Leaving every picture out, repeat all of the entries below exactly.

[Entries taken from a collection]
┄┄┄┄┄┄┄┄┄┄
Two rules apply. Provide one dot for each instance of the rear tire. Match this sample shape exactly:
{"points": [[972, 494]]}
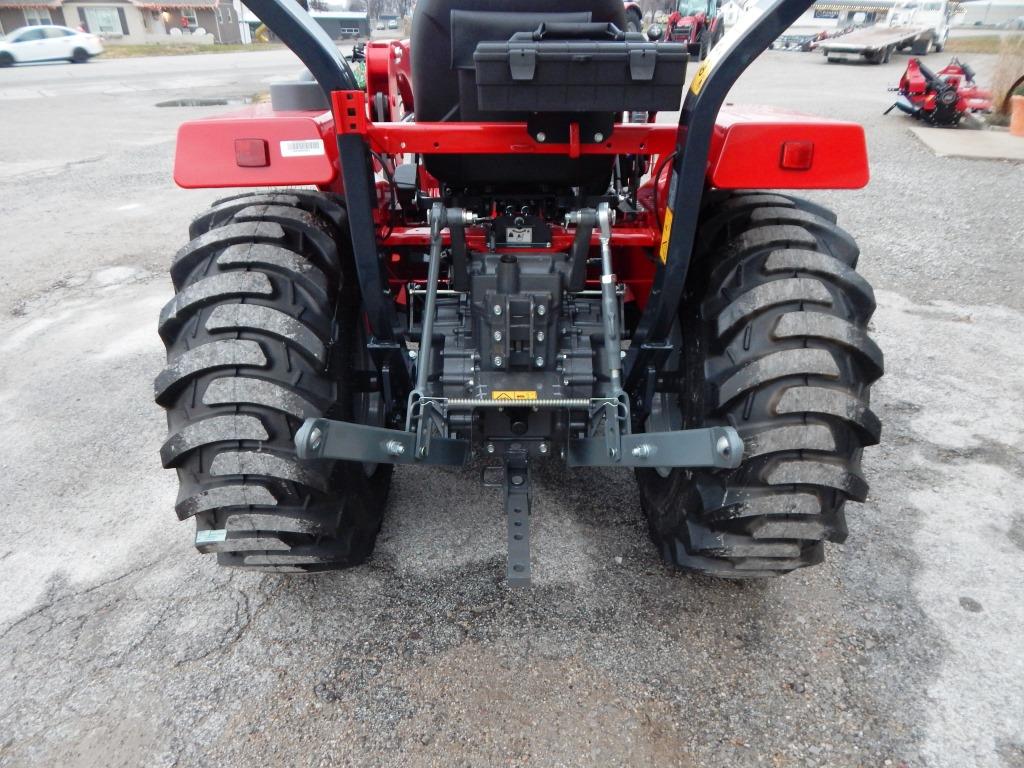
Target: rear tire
{"points": [[773, 343], [263, 333]]}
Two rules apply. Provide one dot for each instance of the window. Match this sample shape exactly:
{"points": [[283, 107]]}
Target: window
{"points": [[102, 20], [37, 16]]}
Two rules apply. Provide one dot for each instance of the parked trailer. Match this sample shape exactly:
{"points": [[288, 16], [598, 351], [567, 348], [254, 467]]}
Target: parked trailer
{"points": [[914, 26]]}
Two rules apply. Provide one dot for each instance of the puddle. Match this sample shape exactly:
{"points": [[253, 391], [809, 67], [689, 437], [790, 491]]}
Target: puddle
{"points": [[210, 101]]}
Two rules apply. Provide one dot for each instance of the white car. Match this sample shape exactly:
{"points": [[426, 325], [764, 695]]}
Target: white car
{"points": [[48, 43]]}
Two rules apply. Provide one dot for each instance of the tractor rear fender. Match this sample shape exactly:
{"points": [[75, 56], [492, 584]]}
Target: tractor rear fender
{"points": [[762, 148], [751, 147]]}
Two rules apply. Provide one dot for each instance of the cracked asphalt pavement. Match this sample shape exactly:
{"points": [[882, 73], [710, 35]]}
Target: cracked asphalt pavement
{"points": [[121, 646]]}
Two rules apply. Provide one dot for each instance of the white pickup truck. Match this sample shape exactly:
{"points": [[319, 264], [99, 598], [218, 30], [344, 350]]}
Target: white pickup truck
{"points": [[909, 24]]}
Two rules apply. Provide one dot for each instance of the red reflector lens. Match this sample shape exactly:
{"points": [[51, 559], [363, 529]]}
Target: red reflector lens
{"points": [[251, 153], [797, 156]]}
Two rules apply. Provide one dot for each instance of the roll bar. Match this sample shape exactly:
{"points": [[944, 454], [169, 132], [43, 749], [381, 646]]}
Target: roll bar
{"points": [[308, 41], [762, 23]]}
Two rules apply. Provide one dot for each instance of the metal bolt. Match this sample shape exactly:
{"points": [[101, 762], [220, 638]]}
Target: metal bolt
{"points": [[642, 451]]}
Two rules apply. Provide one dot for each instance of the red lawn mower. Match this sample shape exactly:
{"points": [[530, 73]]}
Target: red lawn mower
{"points": [[943, 98], [476, 255]]}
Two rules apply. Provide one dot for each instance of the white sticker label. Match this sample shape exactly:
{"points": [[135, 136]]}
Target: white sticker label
{"points": [[211, 537], [311, 147]]}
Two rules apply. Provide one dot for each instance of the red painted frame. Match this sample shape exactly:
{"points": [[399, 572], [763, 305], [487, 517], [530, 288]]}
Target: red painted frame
{"points": [[747, 152]]}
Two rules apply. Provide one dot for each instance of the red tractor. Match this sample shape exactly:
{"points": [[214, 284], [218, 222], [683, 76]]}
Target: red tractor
{"points": [[475, 256], [697, 24], [942, 98]]}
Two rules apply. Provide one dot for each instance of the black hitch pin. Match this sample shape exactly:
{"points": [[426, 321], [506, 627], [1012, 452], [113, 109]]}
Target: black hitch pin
{"points": [[420, 410]]}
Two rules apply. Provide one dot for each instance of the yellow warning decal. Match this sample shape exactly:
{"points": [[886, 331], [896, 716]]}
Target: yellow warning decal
{"points": [[513, 394], [666, 231], [702, 72]]}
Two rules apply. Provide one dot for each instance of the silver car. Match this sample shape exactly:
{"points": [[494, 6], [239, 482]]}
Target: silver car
{"points": [[48, 43]]}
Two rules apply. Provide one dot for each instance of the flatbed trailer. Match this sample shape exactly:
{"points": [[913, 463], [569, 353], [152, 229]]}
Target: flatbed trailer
{"points": [[877, 44]]}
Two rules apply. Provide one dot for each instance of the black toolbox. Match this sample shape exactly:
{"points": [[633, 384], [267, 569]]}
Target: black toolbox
{"points": [[579, 68]]}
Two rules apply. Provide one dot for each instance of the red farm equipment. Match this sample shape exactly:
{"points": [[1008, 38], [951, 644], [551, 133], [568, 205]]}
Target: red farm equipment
{"points": [[942, 98], [696, 24], [491, 258]]}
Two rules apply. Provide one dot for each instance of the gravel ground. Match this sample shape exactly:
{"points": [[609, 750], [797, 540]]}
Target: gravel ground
{"points": [[120, 646]]}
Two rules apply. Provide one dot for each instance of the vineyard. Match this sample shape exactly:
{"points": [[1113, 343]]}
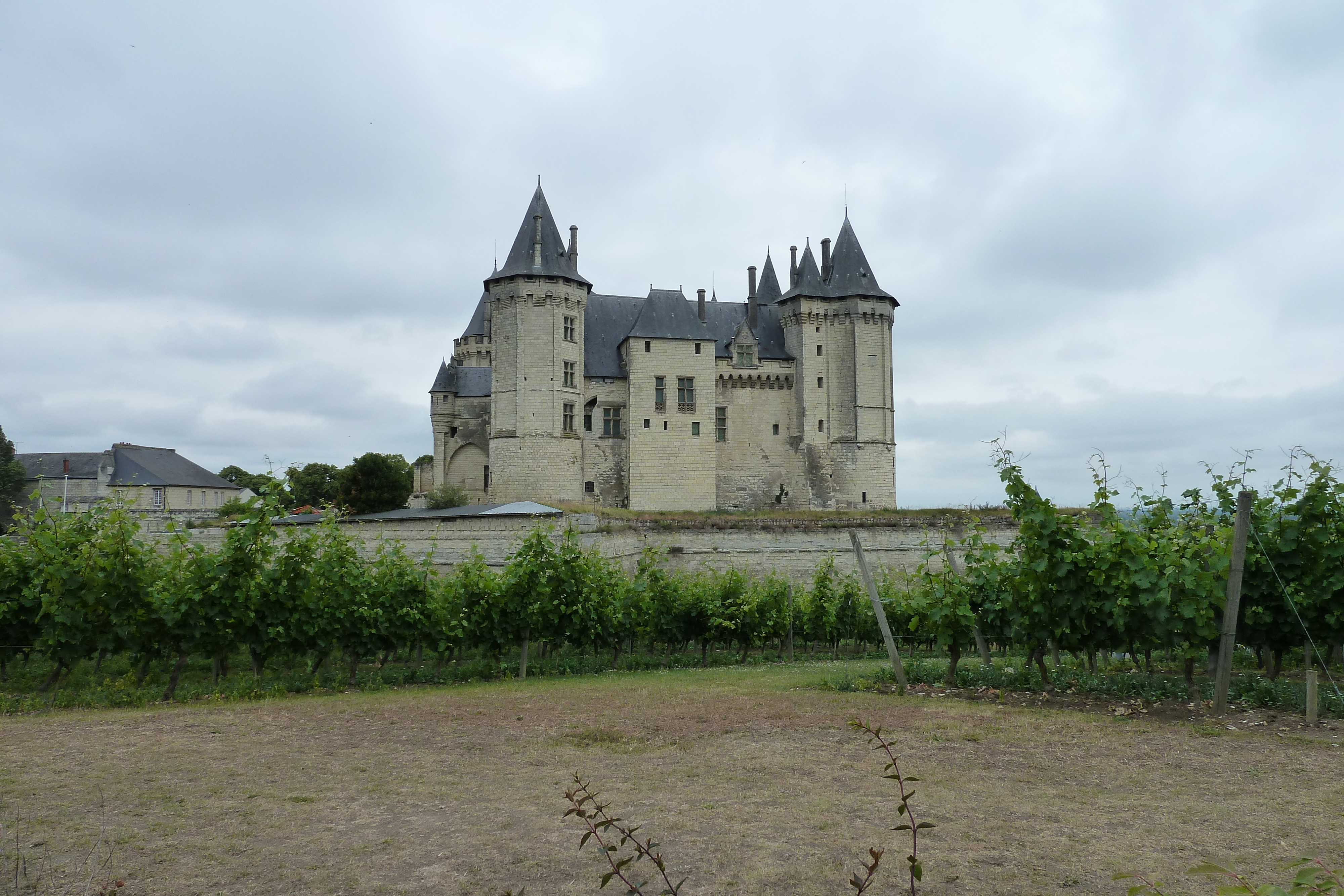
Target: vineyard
{"points": [[1122, 602]]}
┄┄┄┄┄┄┄┄┄┄
• [YOUR RESPONSE]:
Two rules apply. Provide one dot for each instance of the rear tire. Match this sample shape exactly:
{"points": [[972, 494]]}
Target: rear tire
{"points": [[773, 343], [263, 333]]}
Two rules apply. Provide one dot for each instance of the window. Match this sample shape exactly:
{"points": [[283, 107]]}
Target: window
{"points": [[102, 20], [37, 16]]}
Two rules apply. Provide one dot for each instance of the parked trailer. Match this sample shape exactly:
{"points": [[288, 16], [598, 351], [567, 348], [254, 467]]}
Target: parked trailer
{"points": [[914, 26]]}
Two rules apply. Provide one dot for each instance of the puddle. Match this sample shape exactly:
{"points": [[253, 391], [809, 67], [689, 437], [790, 491]]}
Target: puddle
{"points": [[210, 101]]}
Two rules apply. Provide one dot for each instance of the white car. Match this sample shape exactly:
{"points": [[426, 325], [764, 695]]}
Target: white car
{"points": [[48, 43]]}
Two rules apply. Provide one dot for each instance of the tractor rear fender. Match this sample shape exactly:
{"points": [[75, 56], [492, 584]]}
Target: tractor rear fender
{"points": [[762, 148], [751, 147]]}
Two rules apply. Provide one dot for each instance of the cracked asphalt pavement. Match this sample shape exactly:
{"points": [[882, 73], [710, 35]]}
Target: cracked asphalt pavement
{"points": [[121, 646]]}
Two rules apply. Provide one dot for each instance of the white pickup truck. Match this sample shape exactly:
{"points": [[319, 264], [99, 598], [218, 30], [344, 350]]}
Target: white pickup truck
{"points": [[909, 24]]}
Two rules apply. Provide one dot for each instance of the red reflector lens. Match this sample shape exactly:
{"points": [[51, 559], [363, 529]]}
Target: red reflector lens
{"points": [[251, 153], [797, 156]]}
Two rules apply. Provide one dot for each instance of the roll bar. Match this sample shape exactly:
{"points": [[944, 454], [169, 132], [43, 749], [381, 646]]}
Target: roll bar
{"points": [[308, 41], [762, 23]]}
Two rules apply. Provide one dot for each instance of the metal bolt. Match this sample shape exactly:
{"points": [[101, 762], [220, 638]]}
Target: metal bolt
{"points": [[642, 451]]}
Two rules apply. Provide one dot for each instance of the red lawn mower. Match this sample shape exactly:
{"points": [[530, 73]]}
Target: red lawn mower
{"points": [[943, 98], [476, 255]]}
Two rules apply. Provide one dot for each instance of the white sticker label. Match this sample shape exactly:
{"points": [[135, 136]]}
Target: white sticker label
{"points": [[211, 537], [311, 147]]}
Two rules apply. Provide one dot for each instance of the red painted frame. Match this sample shape exactly:
{"points": [[399, 572], [763, 305], [487, 517], [530, 288]]}
Target: red painted frame
{"points": [[747, 152]]}
Two rules apply. Provide one dot for each instance of the red tractor. Match this sample shape exactly:
{"points": [[214, 284], [218, 222], [683, 76]]}
Target: red tractor
{"points": [[475, 256], [697, 24], [942, 98]]}
Two rules apply. Provide one dot for each instance of the black hitch pin. Match this sample shape exactly:
{"points": [[426, 321], [506, 627], [1012, 452], [113, 109]]}
Target: black hitch pin
{"points": [[420, 410]]}
Two rules apply. Provide one dot for each instance of the yellow warning decal. Match this sample shape exactly:
{"points": [[886, 331], [896, 716]]}
Target: yellow warning decal
{"points": [[513, 394], [666, 231], [702, 72]]}
Two rules apply. Provide one dot for each instance of the silver car. Match this sample shape exactly:
{"points": [[494, 6], [239, 482]]}
Target: silver car
{"points": [[48, 43]]}
Two rules apply. Provide one dot for each instance of the flatbed trailer. Match this sample shape exactly:
{"points": [[913, 463], [569, 353], [152, 229]]}
Target: flatbed trailer
{"points": [[877, 44]]}
Two rules apply. Provide one dot for each instance of the black toolbox. Match this sample shape exactly:
{"points": [[633, 384], [267, 569]]}
Target: black toolbox
{"points": [[579, 68]]}
Two rules apply. Provide one dot for each instance of the red farm equipment. Match this sample shape exactly:
{"points": [[1008, 38], [951, 644], [551, 133], [568, 205]]}
Target: red farm equipment
{"points": [[942, 98], [696, 24], [491, 258]]}
Two rules apply. Provide one dot for each instance of the gravel ground. Match this sample shape exactly:
{"points": [[609, 750], [797, 540]]}
Target: gravel ground
{"points": [[120, 646]]}
Two rules apply. Provide one dot for each instance of the vineyard. Match this sample shape exactly:
{"points": [[1113, 343]]}
Target: vineyard
{"points": [[1122, 602]]}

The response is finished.